-------- Passage provided
Carlos Cruz-Diez, the revered Venezuelan-born artist whose multilayered, eye-popping works challenged conventional notions of perception, color, and light, helping to define what became known as Kinetic Art and Op Art, died in Paris on Saturday at the age of 95. The news was confirmed in a post on his official website.

Cruz-Diez rose to international prominence in 1965 when he had work in the foundational exhibition “The Responsive Eye,” curated by William Seitz at the Museum of Modern Art in New York. The exhibition created a media frenzy at the time, as general-interest publications marveled at the dizzying and perspective-challenging effects of the abstract art on view.

The exhibition mostly included American and European artists, including Julian Stanczak, Victor Vasarely, Josef Albers, Larry Bell, Ellsworth Kelly, Robert Irwin, Agnes Martin, Bridget Riley, and Frank Stella, among many other well-known names. Cruz-Diez, whose 1964 Physichromie Number 116, made of plastic strips painted with tempera on cardboard, was his only work in the show, was among a small contingent of Latin American artists who had relocated to France and Germany included in the show.
----------------
-------- Available data
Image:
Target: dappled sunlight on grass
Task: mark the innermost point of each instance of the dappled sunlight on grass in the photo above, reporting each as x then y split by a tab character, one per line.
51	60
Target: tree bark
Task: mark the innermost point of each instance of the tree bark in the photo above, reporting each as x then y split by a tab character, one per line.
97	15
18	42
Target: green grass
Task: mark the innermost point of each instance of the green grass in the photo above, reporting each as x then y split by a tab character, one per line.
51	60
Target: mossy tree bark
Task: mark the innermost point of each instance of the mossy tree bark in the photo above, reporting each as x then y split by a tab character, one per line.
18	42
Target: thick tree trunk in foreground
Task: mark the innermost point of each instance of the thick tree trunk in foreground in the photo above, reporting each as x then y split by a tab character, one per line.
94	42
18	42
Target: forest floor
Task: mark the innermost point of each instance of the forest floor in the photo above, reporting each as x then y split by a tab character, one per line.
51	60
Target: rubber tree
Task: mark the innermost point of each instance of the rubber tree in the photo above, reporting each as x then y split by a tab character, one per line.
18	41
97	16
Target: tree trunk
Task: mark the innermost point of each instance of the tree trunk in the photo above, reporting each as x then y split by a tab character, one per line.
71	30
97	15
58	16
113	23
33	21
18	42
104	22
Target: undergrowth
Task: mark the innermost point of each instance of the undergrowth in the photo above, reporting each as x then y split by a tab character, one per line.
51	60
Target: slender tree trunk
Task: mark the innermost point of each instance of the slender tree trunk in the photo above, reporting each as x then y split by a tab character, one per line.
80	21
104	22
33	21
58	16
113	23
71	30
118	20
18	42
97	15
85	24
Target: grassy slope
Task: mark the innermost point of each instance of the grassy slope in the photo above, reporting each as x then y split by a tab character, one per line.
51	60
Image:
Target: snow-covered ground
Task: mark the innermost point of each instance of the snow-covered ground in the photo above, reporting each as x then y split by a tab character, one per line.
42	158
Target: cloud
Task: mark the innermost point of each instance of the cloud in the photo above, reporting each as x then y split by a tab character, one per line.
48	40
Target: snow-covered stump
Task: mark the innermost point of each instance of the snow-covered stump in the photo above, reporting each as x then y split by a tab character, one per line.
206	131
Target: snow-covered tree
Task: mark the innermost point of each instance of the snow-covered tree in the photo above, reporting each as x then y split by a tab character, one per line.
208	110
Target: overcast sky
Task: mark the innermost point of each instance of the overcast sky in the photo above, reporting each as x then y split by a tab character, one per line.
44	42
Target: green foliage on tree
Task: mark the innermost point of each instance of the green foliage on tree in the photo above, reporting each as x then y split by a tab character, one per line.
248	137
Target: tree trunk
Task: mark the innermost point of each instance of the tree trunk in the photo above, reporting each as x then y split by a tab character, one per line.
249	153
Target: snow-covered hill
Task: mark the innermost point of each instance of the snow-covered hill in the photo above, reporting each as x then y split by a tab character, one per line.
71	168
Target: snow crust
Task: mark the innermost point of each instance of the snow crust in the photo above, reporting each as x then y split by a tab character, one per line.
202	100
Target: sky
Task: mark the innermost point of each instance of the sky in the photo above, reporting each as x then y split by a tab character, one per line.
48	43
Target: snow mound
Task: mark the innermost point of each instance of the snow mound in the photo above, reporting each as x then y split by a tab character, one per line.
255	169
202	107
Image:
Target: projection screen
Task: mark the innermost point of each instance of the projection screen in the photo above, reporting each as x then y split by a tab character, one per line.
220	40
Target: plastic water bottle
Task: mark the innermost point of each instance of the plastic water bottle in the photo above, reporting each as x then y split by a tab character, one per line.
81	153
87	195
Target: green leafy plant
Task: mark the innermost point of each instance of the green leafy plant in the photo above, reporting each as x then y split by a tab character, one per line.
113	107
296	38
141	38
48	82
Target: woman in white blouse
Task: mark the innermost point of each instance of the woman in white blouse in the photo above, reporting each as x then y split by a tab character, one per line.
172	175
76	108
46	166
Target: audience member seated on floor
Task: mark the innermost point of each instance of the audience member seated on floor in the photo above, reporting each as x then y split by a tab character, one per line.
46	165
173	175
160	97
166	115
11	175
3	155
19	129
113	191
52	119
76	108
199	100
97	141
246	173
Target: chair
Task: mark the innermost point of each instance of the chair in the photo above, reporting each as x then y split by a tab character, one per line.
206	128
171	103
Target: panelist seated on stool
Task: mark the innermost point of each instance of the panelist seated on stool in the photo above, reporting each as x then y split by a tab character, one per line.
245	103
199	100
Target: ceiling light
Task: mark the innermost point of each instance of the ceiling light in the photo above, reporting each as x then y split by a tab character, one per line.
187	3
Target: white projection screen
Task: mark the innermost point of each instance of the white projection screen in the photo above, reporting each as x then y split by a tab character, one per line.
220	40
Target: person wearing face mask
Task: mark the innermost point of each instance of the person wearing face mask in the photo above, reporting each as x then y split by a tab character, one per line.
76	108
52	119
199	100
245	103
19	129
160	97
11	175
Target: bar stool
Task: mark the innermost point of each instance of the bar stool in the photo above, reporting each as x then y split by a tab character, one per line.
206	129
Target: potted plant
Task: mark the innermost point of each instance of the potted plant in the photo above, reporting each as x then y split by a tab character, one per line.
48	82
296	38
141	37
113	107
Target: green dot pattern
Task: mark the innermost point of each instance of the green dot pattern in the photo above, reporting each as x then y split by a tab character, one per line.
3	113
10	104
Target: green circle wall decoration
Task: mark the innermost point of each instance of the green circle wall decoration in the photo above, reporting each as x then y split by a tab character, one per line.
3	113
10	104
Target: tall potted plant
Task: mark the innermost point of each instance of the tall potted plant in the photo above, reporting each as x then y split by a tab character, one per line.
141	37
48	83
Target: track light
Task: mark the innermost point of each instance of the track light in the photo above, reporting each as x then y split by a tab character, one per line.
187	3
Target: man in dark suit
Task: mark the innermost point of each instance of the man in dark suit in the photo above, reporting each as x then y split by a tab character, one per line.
----------------
[Exercise A]
Extract from the article on Carlos Cruz-Diez the exact words from "Carlos Cruz-Diez, the" up to and including "his official website.".
[Exercise B]
Put the lines of the listing, from the line with "Target: track light" through the end of the listing, into a JSON list of strings with one string per line, leaving out blank lines.

[Written answer A]
Carlos Cruz-Diez, the revered Venezuelan-born artist whose multilayered, eye-popping works challenged conventional notions of perception, color, and light, helping to define what became known as Kinetic Art and Op Art, died in Paris on Saturday at the age of 95. The news was confirmed in a post on his official website.

[Written answer B]
[
  "Target: track light",
  "Task: mark the innermost point of each instance of the track light in the photo above, reporting each as x then y split by a tab character, one per line.",
  "187\t3",
  "Target: man in dark suit",
  "Task: mark the innermost point of each instance of the man in dark suit in the photo above, reporting each as x then y split by a tab character, one per line."
]